• [Exercise directions]
Please list every line of the material below that contains the string "gloved". Case counts.

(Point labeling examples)
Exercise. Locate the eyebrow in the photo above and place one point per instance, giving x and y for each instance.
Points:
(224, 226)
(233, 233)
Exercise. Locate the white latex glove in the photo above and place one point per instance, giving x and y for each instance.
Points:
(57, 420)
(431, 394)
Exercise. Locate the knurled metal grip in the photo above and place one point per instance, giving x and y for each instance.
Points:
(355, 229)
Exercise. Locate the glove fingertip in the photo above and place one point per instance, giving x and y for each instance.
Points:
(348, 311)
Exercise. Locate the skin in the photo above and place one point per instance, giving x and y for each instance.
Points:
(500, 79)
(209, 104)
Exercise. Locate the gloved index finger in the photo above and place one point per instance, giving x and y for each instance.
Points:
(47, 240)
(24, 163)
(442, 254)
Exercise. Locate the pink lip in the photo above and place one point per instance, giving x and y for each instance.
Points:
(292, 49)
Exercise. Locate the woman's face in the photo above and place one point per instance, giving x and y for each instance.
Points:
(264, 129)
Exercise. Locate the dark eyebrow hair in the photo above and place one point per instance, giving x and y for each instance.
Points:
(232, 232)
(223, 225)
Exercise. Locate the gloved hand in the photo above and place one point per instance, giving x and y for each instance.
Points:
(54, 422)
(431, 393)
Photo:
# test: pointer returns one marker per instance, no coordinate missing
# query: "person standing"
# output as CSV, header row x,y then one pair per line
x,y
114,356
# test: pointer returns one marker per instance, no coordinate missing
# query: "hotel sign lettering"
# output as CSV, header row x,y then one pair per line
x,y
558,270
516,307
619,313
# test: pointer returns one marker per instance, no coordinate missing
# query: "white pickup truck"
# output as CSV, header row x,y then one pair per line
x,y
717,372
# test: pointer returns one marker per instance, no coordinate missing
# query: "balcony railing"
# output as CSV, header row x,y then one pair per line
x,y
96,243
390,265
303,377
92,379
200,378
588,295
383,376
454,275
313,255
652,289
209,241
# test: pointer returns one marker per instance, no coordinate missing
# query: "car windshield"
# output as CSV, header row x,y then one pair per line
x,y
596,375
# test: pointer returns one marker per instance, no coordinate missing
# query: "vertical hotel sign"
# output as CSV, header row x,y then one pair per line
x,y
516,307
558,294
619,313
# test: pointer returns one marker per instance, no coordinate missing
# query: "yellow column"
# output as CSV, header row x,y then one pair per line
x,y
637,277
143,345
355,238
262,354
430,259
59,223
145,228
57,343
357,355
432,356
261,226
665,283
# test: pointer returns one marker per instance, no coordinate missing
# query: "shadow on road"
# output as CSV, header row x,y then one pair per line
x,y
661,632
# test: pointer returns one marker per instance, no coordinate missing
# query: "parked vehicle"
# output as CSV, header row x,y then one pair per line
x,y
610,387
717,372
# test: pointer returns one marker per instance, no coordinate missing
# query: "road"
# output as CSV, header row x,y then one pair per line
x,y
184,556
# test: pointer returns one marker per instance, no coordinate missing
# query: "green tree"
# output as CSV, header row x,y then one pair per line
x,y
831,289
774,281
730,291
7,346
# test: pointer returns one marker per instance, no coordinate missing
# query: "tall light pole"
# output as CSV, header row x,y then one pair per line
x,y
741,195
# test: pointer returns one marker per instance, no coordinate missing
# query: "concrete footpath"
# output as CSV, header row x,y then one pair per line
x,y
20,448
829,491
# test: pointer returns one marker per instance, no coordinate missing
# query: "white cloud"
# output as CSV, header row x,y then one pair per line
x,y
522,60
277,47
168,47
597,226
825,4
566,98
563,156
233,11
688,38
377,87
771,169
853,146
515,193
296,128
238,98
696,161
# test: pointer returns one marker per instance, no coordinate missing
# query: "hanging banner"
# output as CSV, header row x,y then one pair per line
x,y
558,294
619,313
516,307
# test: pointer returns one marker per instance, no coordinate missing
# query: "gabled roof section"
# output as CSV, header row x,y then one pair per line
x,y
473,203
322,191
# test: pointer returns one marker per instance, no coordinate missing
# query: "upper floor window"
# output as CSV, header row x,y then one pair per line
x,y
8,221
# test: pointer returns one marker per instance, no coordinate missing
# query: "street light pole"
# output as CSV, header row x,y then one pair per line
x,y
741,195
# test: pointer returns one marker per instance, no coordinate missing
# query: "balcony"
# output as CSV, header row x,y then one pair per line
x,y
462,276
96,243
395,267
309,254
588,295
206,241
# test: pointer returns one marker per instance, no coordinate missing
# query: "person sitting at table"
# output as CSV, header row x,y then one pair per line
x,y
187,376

• [Result of the exercise]
Exercise. Locate the gloved index finger in the photo above and place one point per instance, giving x and y for each instance.
Exercise. Locate the gloved hand in the photo above and place one point per instance, giving x and y for each instance.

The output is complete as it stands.